◆ Work required: Reproduce only the items starting with the line containing "Can you find the white balloon" and going on through the line containing "83], [92, 50]]", substituting "pale balloon" for "white balloon" and leaving all else unchanged.

◆ Point annotation records:
########
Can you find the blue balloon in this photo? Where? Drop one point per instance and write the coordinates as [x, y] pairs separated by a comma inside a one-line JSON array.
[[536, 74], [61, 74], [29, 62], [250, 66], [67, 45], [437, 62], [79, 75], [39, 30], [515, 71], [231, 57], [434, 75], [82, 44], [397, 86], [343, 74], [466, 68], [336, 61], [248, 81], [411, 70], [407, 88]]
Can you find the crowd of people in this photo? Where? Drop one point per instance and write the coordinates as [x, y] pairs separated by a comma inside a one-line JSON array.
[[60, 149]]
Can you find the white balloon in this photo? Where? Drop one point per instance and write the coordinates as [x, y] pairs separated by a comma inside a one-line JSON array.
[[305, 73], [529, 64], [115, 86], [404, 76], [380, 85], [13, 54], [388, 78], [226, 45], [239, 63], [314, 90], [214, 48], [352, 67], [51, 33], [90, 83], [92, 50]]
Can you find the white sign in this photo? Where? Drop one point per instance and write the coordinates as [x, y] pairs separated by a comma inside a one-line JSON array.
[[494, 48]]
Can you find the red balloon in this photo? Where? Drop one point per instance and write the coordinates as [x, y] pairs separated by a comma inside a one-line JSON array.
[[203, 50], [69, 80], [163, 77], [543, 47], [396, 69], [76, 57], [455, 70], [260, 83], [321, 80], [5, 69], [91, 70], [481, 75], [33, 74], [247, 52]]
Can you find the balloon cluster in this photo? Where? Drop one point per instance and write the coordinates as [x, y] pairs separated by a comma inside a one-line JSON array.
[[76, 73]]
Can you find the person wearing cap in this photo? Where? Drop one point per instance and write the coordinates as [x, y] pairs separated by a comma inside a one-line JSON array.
########
◆ Exercise answer:
Can you find the pale balloon in this photo? Where? Drop one point per instance and write the coordinates as [x, y] pairs separated by a comma inside a one-line JSON array.
[[305, 73], [529, 64], [115, 86], [404, 76], [380, 85], [13, 54], [388, 78], [226, 45], [239, 63], [314, 90], [214, 48], [352, 67], [51, 33], [90, 83], [92, 50]]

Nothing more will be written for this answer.